(L'EXERCICE): Reproduisez à l'identique la partie des données qui va du tout début jusqu'à la ligne contenant « 424L330 436L377 436L382 », cette ligne comprise.

Éléments d'annotation pour la segmentation
=======

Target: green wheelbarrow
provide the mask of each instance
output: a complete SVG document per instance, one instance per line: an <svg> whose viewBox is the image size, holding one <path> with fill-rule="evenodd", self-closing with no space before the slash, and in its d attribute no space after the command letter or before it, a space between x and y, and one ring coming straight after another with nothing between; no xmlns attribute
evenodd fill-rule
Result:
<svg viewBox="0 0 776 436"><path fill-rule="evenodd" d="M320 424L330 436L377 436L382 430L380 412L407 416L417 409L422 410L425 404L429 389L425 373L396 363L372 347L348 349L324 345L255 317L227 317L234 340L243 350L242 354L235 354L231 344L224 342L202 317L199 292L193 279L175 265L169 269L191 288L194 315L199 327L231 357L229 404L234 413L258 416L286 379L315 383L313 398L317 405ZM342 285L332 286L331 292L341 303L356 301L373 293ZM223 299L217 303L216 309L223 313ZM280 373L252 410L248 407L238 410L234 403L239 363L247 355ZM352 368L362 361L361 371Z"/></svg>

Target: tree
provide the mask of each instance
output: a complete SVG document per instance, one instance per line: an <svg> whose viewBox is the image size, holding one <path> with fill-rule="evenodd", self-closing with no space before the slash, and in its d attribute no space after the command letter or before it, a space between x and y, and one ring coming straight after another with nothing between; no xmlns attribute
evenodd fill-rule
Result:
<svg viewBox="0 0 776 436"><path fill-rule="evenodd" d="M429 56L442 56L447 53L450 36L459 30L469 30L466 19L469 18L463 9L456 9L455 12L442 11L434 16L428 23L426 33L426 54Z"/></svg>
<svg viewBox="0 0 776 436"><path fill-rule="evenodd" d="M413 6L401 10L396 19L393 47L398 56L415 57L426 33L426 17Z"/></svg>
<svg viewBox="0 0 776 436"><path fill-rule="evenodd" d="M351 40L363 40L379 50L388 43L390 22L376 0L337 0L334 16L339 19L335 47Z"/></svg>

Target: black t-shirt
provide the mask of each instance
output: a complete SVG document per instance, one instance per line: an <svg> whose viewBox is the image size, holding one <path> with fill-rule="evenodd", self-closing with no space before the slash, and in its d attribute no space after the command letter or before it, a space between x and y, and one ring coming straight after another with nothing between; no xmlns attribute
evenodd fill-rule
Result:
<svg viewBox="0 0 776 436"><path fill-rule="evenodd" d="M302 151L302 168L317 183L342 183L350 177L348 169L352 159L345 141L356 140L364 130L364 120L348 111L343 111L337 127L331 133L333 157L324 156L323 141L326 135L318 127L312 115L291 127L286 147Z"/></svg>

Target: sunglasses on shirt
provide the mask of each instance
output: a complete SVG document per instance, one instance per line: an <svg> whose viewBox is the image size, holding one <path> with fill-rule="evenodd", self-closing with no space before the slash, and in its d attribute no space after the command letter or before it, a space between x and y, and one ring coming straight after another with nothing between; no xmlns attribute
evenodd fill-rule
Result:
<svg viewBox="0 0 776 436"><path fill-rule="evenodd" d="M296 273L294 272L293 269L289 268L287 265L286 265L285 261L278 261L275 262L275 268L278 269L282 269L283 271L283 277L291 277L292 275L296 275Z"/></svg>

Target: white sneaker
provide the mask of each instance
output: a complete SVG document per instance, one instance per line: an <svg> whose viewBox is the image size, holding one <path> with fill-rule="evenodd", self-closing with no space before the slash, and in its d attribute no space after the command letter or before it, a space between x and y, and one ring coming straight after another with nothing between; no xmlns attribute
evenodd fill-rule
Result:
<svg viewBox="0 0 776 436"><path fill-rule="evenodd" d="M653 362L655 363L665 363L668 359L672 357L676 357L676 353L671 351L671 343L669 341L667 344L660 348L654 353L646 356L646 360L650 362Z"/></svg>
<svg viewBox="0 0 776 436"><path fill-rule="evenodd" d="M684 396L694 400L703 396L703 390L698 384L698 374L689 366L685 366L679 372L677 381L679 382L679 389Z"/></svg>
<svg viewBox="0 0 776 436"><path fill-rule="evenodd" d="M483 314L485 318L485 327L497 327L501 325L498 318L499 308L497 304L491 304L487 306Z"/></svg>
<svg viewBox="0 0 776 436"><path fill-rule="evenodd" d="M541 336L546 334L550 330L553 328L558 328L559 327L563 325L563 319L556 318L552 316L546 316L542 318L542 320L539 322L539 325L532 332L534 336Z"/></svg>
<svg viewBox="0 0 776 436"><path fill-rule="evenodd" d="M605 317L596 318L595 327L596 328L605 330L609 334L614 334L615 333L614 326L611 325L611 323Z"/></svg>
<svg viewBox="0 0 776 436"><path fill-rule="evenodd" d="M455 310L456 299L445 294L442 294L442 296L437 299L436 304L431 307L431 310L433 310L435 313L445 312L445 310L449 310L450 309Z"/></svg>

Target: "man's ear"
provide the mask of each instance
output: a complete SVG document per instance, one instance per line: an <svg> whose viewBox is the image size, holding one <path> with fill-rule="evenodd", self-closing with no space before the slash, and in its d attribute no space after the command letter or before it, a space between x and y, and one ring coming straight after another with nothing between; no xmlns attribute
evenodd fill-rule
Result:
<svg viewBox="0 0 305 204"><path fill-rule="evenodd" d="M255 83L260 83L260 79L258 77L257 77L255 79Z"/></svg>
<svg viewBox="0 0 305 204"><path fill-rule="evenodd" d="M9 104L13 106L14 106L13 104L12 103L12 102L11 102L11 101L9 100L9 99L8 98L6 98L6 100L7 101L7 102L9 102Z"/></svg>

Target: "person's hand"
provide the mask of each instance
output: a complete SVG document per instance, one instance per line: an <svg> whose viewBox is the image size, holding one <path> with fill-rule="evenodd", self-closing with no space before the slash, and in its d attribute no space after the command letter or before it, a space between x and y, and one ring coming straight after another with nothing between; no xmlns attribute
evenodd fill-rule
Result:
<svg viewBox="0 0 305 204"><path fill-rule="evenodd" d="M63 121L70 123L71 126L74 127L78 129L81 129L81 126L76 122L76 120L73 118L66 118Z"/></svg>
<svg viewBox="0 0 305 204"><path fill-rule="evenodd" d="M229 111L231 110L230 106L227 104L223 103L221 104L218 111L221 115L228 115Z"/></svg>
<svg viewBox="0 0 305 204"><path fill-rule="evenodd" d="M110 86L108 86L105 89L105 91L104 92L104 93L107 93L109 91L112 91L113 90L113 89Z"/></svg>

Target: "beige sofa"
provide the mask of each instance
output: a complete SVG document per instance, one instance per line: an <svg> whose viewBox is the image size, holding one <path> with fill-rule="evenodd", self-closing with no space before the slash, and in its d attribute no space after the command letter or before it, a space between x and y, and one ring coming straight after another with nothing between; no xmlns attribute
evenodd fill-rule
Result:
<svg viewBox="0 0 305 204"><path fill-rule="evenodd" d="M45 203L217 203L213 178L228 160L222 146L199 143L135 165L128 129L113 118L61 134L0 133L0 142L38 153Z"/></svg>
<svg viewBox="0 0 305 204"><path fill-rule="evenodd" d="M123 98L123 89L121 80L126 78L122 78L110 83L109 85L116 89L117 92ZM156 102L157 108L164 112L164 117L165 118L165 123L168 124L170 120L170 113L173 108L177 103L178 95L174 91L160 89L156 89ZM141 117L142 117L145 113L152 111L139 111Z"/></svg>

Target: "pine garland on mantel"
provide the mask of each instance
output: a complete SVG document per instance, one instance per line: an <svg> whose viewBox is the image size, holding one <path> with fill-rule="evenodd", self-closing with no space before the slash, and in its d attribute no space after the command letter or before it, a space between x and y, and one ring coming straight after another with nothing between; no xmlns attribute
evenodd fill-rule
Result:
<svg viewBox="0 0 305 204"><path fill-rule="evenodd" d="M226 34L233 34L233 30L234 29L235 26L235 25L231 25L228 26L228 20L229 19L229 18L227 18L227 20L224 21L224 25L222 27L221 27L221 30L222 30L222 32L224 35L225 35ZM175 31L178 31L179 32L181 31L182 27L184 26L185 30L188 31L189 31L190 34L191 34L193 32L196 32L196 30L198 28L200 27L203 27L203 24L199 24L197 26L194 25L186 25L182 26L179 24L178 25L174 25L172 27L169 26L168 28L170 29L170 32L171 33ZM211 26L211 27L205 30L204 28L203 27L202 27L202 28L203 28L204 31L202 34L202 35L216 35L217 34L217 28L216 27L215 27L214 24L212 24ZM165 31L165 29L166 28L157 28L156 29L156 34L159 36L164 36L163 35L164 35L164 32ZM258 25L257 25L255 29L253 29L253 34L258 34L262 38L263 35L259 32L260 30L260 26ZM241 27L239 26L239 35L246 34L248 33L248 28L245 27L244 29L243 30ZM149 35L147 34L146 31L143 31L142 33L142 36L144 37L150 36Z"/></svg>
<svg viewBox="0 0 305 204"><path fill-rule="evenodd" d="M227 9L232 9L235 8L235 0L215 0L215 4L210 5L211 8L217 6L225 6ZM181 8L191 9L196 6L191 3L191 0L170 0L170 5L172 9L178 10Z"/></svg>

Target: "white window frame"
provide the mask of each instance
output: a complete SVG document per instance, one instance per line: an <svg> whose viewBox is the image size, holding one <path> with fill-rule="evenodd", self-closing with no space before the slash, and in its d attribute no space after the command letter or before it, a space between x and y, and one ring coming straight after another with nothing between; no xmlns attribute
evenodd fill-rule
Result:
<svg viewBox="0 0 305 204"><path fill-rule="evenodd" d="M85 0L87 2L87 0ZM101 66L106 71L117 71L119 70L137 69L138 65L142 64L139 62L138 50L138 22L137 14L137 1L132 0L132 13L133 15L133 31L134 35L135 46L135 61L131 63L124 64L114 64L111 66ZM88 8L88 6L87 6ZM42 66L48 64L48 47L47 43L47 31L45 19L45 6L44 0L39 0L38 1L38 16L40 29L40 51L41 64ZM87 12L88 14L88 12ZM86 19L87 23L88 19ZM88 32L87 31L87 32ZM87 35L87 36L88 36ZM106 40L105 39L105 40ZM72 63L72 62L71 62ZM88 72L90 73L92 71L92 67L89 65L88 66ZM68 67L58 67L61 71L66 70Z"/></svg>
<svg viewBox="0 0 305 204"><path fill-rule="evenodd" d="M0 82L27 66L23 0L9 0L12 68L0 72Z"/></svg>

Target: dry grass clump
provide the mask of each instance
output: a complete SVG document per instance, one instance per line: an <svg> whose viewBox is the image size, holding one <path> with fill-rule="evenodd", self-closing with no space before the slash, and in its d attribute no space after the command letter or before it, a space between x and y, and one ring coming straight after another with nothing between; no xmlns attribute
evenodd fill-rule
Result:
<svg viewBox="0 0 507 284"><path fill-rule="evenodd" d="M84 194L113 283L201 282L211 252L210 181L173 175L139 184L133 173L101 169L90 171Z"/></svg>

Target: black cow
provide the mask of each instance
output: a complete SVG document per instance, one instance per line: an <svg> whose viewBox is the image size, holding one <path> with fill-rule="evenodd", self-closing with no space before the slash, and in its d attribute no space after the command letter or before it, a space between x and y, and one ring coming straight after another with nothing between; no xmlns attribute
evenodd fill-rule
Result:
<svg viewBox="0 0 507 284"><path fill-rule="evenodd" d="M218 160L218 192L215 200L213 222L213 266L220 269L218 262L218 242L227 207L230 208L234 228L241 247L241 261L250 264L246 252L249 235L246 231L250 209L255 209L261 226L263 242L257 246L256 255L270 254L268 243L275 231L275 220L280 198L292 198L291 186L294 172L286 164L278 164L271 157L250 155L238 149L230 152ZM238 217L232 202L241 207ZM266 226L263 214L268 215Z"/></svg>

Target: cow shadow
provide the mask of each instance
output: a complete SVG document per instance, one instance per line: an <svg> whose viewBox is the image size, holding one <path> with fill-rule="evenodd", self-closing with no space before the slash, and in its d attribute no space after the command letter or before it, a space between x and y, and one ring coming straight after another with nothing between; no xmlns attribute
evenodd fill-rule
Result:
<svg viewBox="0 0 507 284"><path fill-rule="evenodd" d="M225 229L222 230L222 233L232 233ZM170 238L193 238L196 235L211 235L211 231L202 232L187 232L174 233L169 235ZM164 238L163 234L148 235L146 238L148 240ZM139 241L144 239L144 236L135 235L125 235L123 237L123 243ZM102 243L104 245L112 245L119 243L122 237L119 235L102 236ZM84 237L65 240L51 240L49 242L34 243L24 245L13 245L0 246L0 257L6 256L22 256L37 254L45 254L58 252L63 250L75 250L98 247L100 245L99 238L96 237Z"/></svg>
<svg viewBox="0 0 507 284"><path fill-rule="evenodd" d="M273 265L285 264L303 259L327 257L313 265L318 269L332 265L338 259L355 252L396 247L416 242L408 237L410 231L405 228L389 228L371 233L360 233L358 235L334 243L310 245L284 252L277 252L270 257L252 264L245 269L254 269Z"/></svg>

=======

(RÉSULTAT CI-DESSOUS):
Target: green wheelbarrow
provide the mask of each instance
output: a complete SVG document per instance, one instance per line: an <svg> whose viewBox is the image size, holding one <path> with fill-rule="evenodd", self-closing with no space before the slash, and in its d attribute no space after the command letter or before it, a space between x and y, and one ring coming straight after another with nothing between; no xmlns attribute
evenodd fill-rule
Result:
<svg viewBox="0 0 776 436"><path fill-rule="evenodd" d="M320 424L330 436L377 436L382 430L380 412L407 416L417 409L422 410L425 404L429 389L425 373L396 363L372 347L348 349L324 345L255 317L227 317L234 340L243 350L242 354L235 354L231 344L224 342L202 317L199 292L193 279L175 265L169 269L191 288L194 315L199 327L231 357L229 404L234 413L258 416L286 379L315 383L313 398L317 405ZM342 285L332 286L331 292L341 303L356 301L373 293ZM223 299L217 303L216 309L223 313ZM280 373L252 410L248 407L238 410L234 403L239 363L247 355ZM352 368L362 361L361 371Z"/></svg>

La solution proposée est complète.